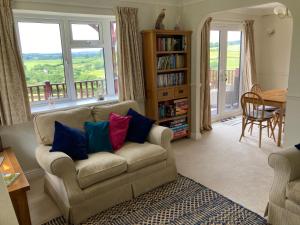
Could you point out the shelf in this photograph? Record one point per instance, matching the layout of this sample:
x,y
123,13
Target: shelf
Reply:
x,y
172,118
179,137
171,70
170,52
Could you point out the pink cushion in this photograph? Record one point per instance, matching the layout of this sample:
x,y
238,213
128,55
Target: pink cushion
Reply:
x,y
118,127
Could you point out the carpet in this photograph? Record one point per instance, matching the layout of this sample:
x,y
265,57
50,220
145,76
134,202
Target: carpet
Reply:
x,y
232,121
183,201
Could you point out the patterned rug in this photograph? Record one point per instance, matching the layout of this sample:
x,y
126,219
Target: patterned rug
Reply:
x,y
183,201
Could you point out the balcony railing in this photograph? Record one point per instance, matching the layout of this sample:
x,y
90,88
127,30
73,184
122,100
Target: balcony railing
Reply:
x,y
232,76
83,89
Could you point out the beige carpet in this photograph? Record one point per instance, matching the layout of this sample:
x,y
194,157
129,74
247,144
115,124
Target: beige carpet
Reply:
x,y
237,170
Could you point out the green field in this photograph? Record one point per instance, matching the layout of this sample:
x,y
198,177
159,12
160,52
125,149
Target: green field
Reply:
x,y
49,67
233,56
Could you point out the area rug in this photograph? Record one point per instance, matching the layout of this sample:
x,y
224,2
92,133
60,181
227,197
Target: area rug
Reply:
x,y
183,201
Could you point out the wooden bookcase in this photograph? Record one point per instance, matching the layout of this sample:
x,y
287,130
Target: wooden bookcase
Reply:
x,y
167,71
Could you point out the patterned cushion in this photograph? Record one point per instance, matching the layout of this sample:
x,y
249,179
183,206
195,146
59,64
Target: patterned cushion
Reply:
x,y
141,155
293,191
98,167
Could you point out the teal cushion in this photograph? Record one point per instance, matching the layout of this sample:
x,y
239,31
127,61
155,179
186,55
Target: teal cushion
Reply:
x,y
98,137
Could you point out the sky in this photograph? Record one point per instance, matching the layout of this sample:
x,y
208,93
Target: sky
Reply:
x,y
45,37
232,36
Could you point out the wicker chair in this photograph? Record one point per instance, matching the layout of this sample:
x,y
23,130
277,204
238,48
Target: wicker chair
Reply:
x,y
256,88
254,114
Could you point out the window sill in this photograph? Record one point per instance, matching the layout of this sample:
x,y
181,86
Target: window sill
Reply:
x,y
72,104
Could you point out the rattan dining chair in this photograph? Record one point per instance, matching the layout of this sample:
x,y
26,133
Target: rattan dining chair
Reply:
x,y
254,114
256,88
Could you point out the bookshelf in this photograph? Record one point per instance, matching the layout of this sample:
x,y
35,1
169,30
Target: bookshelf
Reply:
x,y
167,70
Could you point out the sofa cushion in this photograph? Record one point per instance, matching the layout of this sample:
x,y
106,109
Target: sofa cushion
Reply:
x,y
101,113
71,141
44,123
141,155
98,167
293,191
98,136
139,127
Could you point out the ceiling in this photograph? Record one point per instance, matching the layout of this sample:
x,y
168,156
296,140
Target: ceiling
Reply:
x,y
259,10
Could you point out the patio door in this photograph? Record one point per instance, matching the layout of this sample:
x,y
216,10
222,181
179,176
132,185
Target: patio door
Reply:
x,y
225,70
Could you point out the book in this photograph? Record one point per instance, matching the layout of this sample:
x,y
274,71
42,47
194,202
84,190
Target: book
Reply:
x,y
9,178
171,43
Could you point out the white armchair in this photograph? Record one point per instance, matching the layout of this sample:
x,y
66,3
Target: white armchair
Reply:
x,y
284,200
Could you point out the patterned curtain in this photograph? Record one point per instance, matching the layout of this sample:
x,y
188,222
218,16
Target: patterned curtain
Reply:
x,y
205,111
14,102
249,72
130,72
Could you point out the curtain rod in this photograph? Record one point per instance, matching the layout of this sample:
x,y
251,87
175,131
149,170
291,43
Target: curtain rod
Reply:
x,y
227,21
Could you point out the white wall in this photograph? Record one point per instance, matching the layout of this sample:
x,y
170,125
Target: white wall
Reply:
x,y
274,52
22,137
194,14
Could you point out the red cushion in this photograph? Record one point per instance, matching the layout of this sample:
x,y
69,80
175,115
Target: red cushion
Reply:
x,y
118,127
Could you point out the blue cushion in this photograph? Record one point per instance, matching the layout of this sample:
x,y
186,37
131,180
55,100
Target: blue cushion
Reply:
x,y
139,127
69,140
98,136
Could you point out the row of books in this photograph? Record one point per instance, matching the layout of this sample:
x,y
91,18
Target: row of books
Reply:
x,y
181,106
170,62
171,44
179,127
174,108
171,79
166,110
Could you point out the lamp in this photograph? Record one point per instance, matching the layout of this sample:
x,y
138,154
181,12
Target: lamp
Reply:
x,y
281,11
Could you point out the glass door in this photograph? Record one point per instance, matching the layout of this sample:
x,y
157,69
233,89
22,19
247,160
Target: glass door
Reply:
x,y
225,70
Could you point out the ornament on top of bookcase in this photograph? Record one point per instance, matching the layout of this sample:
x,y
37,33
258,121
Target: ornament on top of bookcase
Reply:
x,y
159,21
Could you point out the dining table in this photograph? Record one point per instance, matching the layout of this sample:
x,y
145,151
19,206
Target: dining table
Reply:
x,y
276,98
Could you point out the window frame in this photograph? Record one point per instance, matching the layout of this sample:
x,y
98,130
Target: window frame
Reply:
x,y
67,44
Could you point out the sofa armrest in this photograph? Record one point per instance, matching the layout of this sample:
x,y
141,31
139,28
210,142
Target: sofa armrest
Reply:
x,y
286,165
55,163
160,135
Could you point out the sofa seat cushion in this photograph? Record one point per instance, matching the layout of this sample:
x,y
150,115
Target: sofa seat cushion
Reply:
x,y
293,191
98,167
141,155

_GIVEN EXERCISE_. Copy out every one of the lines above word for word, leaving out the pictures.

_ANSWER_.
Could you point out the shelf in this photograph? Record one point per instance, matching the layout of this sample:
x,y
123,13
Target: shelf
Reply:
x,y
172,118
179,137
171,70
170,52
Could you point out the pink cushion in this photograph? Record one point per instance, matching the layout of this sample:
x,y
238,213
128,55
Target: pink cushion
Reply:
x,y
118,127
Could you point out the carpet in this photograph? Record one point per instance, matching the layout of this sample:
x,y
265,57
50,220
145,76
134,202
Target: carpet
Reply:
x,y
232,121
183,201
Could you point out the patterned rug in this photograph? Record one point per instance, matching the layout of this sample:
x,y
126,219
Target: patterned rug
Reply:
x,y
183,201
Could you point out the balcony railing in this photograph? Record one point per instance, matching the layout of this sample:
x,y
90,88
127,30
73,184
122,100
Target: balcony railing
Reply:
x,y
232,76
83,89
Could you point out the beige carpet in this photograph? Record one point per instance, matching the layout of this sample:
x,y
194,157
129,74
247,144
115,124
Target: beige carpet
Reply:
x,y
237,170
Could you point out the green field in this photograph? Record one point per instance, matching the layout of this sample:
x,y
198,177
159,12
160,52
125,149
Target: green field
Reply:
x,y
49,67
233,56
Could you point out the area rug in this photograph? Record one point per instance, matching the layout of this sample:
x,y
224,2
92,133
60,181
227,197
Target: area rug
Reply:
x,y
183,201
Could you point out the wooden bookcase in this photograph? Record one point per instance, matching the layout of this sample:
x,y
287,130
Target: wooden bookcase
Reply:
x,y
167,71
Could you point out the patterned cushion in this photograph? Record one point per instance, matching the layout of this sample:
x,y
249,179
183,206
195,146
59,64
Target: patterned cushion
Reply:
x,y
141,155
293,191
98,167
Could you point out the teal cushion in this photograph? Record one point per instance, matching the layout of this sample:
x,y
239,31
127,61
155,179
186,55
Target: teal cushion
Reply:
x,y
98,137
Could you point out the sky in this photograph? Record one point per instance, matching the layout of this sample:
x,y
208,93
Target: sky
Reply:
x,y
45,37
232,36
Could you point out the wicker chair in this photograph? Record one point per instance, matching the layout of this sample:
x,y
23,130
277,204
238,48
Target: wicker chair
Reply:
x,y
256,88
254,114
Could you point out the window sill in this photograph? Record one point per instance, matching the layout of this sample:
x,y
181,86
Target: window sill
Reply:
x,y
72,104
Could you point out the rattan dining chair in this photograph? Record one point per instance, matching the layout of this sample:
x,y
26,133
Target: rattan dining chair
Reply:
x,y
254,114
256,88
Could you point out the bookshelf in this photograph? Record one point per instance, matching the layout of this sample:
x,y
35,1
169,30
Target: bookshelf
Reply:
x,y
167,70
Could you point out the sofa cushion in this photograph? Record one point per instance, matching the layout of this sample:
x,y
106,109
Target: sofa cushion
Reply:
x,y
101,113
71,141
44,123
141,155
98,167
293,191
98,136
139,127
Could you point out the ceiling in this photograph? Record one point per instance, matching the layout of this sample:
x,y
168,156
296,140
Target: ceiling
Reply:
x,y
259,10
Could you point out the patio door in this photograph? Record one point per instance, matching the layout of this sample:
x,y
216,10
222,181
179,176
132,185
Target: patio door
Reply:
x,y
225,70
Could you point out the book in this photograph? Record one point per instance, matching the layout of this sample:
x,y
274,71
42,47
194,202
84,190
Target: book
Reply:
x,y
9,178
171,43
Could you point out the white armchair in this photograph? Record one point per instance, matching the layout of this sample:
x,y
66,3
Target: white armchair
Reply:
x,y
284,200
Could you point out the patterned curtain in this photograph? Record one point per instance, matching the layout of this sample:
x,y
188,222
218,16
Target: patterned curtain
Reply:
x,y
205,111
14,102
249,72
130,72
Could you point out the curtain rod in this photograph? Record one point per instance, matching the layout of this sample:
x,y
251,87
175,131
149,170
291,43
Target: curtain rod
Reply:
x,y
227,21
Could you point out the white wall in this photograph? Record one point per instance, matching the layout of this sample:
x,y
170,125
Target: white wall
Reply:
x,y
274,52
22,137
194,14
Could you point out the red cushion in this photograph? Record one point per instance, matching the layout of this sample:
x,y
69,80
175,115
Target: red cushion
Reply:
x,y
118,127
Could you point out the blue cushion in this photograph? Record one point per instance, matching the layout of this sample:
x,y
186,37
131,180
55,100
Target: blue cushion
Reply:
x,y
139,127
69,140
98,136
Could you point out the row of books in this photograph? Record one point per instance, matching the layout of this sample:
x,y
91,18
Target: row of books
Reply:
x,y
181,106
170,62
171,44
179,127
174,108
171,79
166,110
Could you point out the lamp in this photograph? Record one point per instance, matching the layout of this sample:
x,y
138,154
181,12
Target: lamp
Reply:
x,y
281,11
Could you point out the glass door in this photograph? Record one point per instance, matching the layout of this sample:
x,y
157,69
233,89
22,19
247,160
Target: glass door
Reply:
x,y
225,70
Could you point out the ornament on top of bookcase in this photograph? Record one point per instance, matching the layout of this sample:
x,y
37,33
258,121
Target: ornament on top of bookcase
Reply:
x,y
159,21
Could you point out the dining table in this photograph? Record one point per instance, matching the layout of this sample:
x,y
145,151
19,206
Target: dining table
Reply:
x,y
276,98
Could you point out the window frame in this photograph? Record one point per instance, matching the layout of this sample:
x,y
98,130
Target: window frame
Reply:
x,y
67,44
Could you point out the sofa armrest in this photograph? Record one point per instance, matching the layout of this sample:
x,y
141,31
139,28
210,142
Target: sofa armrest
Reply:
x,y
286,165
55,163
160,135
Could you point out the sofa seat cushion in this photograph? Record one point per instance, matching the layout of this sample:
x,y
150,115
Target: sofa seat cushion
Reply:
x,y
293,191
98,167
141,155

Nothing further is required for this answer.